▶ EXTRACT PROVIDED
↓

| Behind
the boom
The
risks of emerging markets.
By Christian
T. Lundblad, assistant professor of finance at the Kenan-Flagler
School of Business, University of North Carolina in Chapel Hill,
NC
From
2003 to 2006, emerging equity markets exhibited rates of appreciation
not seen since the days before the East Asian and Russian crises
of the late 1990s. Over these four years, emerging markets returned
33% per annum, on average, rapidly outpacing other developed markets.
Some individual markets grew at phenomenal rates. The Shanghai Composite
Index, for example, appreciated 130% in 2006. By comparison, the
U.S. S&P 500 and the MSCI EAFE indices returned 14% and 23%
per annum, respectively, over this period. Not surprisingly, emerging
markets have generated considerable attention of late.
Large
historical average returns are a well-documented feature of emerging
market equities. However, emerging market returns are also well
known for large standard deviations (see Harvey (1995)). Table 1
provides annualized average returns (in U.S. dollars) and standard
deviations for a collection of emerging markets over the period
1993-2006 based on indices provided in Standard & Poor’s
Emerging Market Database. To the extent that volatility embodies
risk, these markets are indeed quite risky, and the recent uniform
appreciation is not representative of their historical experience.
Tremendous swings are realized with unfortunate frequency in emerging
markets, and the extreme movements in China and Thailand are recent
examples of pronounced volatility.
During
periods of rapid asset appreciation, one ignores relevant long-run
risks at one’s own peril. So, what are the risks? Foreign
investors in emerging markets certainly face significant currency
risk as emerging market currencies are typically quite volatile.
Also, the academic literature has identified a number of characteristics
that may be associated with countryspecific risk in the determination
of the cost of capital across countries. For example, Erb, Harvey,
and Viskanta (1996) highlight the importance of sovereign (political)

↑

▶ EXERCISE 1
Reproduce the stretch of the emerging-markets article from "Tremendous swings are" through "of pronounced volatility.".
▶ EXERCISE 2
Decide whether each statement agrees with the emerging-markets article. Answer yes or no, and quote the deciding words. (a) From 2003 to 2006, emerging markets returned 33% per annum on average. (b) The Shanghai Composite Index appreciated 130% in 2005. (c) Emerging market currencies are typically stable.

Labeled-object pointing entries:
↓

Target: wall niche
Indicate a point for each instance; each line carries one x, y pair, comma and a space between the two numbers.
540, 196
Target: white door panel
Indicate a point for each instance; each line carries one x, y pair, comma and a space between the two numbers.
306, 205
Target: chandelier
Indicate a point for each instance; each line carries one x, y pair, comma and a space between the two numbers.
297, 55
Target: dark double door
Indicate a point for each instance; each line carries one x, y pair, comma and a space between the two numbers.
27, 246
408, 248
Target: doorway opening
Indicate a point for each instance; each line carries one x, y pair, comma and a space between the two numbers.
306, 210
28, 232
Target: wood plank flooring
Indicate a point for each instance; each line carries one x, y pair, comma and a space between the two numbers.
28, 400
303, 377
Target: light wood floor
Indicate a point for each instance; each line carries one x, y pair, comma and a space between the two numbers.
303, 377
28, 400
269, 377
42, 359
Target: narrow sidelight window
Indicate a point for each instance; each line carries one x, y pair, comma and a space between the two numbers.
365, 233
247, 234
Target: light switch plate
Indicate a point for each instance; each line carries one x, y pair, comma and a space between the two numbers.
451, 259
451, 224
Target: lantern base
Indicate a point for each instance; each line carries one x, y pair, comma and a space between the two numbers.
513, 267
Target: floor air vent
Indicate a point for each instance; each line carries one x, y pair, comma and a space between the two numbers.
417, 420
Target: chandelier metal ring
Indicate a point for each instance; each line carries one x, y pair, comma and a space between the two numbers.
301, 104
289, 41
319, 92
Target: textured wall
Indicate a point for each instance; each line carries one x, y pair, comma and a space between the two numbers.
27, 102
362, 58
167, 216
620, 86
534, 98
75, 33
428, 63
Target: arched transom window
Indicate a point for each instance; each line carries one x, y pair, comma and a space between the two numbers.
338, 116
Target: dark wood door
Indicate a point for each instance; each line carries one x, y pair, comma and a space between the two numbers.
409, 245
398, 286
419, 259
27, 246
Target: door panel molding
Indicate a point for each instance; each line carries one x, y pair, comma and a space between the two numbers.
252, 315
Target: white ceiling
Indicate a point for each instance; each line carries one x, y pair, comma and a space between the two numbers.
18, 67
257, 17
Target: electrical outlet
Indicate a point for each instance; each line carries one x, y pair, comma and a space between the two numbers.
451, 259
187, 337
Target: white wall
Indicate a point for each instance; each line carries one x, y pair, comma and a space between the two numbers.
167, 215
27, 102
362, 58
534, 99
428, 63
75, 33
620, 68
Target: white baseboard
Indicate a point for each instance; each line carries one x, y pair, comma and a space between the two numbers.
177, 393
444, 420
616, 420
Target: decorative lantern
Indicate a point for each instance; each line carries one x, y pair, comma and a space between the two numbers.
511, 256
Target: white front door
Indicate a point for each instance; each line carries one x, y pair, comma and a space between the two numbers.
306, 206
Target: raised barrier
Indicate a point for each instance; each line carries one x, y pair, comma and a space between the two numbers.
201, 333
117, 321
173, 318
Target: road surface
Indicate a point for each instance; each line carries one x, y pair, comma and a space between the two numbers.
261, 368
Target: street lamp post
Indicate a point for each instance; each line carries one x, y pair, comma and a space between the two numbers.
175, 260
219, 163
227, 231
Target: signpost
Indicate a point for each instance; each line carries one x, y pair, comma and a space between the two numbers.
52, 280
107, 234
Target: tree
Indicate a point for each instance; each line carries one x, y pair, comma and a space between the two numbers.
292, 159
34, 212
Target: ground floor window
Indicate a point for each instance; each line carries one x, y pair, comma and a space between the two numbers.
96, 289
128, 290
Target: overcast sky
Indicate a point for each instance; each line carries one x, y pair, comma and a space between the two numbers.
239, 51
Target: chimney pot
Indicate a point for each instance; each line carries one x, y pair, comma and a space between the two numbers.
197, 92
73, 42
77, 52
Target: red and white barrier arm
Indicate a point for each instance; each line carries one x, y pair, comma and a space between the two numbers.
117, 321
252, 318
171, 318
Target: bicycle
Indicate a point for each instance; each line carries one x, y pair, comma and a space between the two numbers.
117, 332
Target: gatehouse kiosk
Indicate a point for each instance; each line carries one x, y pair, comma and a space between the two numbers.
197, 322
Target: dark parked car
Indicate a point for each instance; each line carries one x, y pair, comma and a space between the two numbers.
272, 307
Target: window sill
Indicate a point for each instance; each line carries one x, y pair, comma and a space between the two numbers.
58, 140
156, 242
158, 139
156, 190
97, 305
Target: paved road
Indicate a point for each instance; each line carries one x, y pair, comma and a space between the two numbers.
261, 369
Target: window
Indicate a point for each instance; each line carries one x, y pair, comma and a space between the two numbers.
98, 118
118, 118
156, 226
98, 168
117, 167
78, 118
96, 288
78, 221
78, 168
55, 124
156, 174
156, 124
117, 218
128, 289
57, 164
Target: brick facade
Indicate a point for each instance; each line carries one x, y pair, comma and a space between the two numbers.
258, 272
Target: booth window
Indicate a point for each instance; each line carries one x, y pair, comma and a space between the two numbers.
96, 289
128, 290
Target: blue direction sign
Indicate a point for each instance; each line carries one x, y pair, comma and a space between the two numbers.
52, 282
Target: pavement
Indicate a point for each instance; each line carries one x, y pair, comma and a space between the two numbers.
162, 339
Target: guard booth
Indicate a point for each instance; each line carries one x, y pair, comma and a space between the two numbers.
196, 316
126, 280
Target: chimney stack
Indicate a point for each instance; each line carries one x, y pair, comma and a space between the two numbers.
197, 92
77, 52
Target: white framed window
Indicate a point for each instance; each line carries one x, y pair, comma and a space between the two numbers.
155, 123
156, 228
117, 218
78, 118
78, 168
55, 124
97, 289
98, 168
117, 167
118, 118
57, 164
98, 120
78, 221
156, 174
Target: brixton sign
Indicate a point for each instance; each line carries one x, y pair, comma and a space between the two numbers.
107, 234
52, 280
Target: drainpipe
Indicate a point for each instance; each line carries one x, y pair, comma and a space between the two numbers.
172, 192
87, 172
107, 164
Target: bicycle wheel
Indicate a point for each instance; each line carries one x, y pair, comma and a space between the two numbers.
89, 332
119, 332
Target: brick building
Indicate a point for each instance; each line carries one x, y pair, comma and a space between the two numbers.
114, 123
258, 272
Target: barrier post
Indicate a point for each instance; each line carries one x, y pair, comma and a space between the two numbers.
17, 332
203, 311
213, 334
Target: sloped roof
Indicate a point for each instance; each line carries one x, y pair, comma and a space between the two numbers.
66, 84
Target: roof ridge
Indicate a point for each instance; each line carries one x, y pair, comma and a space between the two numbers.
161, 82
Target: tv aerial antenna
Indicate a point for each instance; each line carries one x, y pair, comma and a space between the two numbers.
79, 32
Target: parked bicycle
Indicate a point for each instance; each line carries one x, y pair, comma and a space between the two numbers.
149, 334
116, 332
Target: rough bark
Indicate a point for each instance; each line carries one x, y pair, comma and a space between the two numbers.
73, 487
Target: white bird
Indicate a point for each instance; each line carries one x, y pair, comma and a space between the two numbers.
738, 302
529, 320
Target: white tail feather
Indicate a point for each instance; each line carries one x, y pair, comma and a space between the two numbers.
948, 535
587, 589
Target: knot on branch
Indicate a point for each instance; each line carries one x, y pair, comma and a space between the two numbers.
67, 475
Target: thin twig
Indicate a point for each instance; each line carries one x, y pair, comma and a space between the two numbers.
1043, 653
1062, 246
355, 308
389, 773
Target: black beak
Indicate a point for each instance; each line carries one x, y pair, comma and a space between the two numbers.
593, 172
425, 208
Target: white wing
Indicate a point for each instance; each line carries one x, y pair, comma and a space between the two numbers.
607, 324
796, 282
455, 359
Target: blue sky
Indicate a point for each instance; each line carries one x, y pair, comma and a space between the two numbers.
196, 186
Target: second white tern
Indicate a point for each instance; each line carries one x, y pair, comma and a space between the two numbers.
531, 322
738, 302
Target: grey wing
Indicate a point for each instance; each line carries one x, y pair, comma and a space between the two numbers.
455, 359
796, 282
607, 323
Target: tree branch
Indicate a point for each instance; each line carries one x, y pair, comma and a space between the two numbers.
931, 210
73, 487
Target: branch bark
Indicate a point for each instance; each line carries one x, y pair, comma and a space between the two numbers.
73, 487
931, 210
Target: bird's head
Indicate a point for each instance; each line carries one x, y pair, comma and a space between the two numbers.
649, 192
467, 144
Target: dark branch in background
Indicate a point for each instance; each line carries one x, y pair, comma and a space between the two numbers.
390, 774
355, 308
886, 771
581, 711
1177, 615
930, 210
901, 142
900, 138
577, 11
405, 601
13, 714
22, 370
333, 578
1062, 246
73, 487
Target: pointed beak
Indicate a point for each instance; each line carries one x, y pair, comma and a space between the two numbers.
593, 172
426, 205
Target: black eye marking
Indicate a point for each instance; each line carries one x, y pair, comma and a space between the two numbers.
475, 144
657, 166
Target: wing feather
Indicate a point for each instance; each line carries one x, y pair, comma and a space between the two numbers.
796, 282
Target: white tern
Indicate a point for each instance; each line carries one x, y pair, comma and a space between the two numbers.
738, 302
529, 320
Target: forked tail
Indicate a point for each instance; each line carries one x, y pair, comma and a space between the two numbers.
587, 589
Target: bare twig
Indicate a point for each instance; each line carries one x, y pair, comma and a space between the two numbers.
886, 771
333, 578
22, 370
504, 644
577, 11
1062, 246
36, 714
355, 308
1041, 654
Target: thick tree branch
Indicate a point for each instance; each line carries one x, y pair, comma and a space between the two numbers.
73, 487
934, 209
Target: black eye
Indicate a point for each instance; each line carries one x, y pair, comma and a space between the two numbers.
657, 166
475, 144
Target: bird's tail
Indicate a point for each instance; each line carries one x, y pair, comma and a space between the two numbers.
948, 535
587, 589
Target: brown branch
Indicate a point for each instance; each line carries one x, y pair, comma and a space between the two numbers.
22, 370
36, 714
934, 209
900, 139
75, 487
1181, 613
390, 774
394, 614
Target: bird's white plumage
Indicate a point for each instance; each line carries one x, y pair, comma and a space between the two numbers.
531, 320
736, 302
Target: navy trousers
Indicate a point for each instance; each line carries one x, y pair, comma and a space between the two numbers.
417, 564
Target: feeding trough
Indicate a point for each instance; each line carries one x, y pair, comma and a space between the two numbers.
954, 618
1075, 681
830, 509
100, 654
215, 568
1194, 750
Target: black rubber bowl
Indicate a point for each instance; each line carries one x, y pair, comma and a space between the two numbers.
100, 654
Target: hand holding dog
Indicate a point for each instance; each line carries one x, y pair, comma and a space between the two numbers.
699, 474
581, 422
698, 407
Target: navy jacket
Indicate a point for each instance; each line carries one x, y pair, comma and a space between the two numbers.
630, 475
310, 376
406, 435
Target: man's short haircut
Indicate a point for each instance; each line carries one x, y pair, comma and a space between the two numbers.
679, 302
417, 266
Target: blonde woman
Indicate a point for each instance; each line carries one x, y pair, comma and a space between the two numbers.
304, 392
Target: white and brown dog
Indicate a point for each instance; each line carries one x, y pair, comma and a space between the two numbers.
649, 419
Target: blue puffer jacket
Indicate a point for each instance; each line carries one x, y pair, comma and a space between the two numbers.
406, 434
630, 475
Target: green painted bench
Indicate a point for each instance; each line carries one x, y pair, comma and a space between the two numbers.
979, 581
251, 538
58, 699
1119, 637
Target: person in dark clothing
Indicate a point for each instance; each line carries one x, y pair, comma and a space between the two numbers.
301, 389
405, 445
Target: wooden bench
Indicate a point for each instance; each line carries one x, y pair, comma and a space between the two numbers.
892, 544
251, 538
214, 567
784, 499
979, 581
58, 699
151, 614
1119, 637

↑

▶ FULL ANSWER 1
Tremendous swings are realized with unfortunate frequency in emerging
markets, and the extreme movements in China and Thailand are recent
examples of pronounced volatility.

▶ FULL ANSWER 2
(a) Yes: "Over these four years, emerging markets returned 33% per annum, on average, rapidly outpacing other developed markets."
(b) No: "The Shanghai Composite Index, for example, appreciated 130% in 2006."
(c) No: "emerging market currencies are typically quite volatile."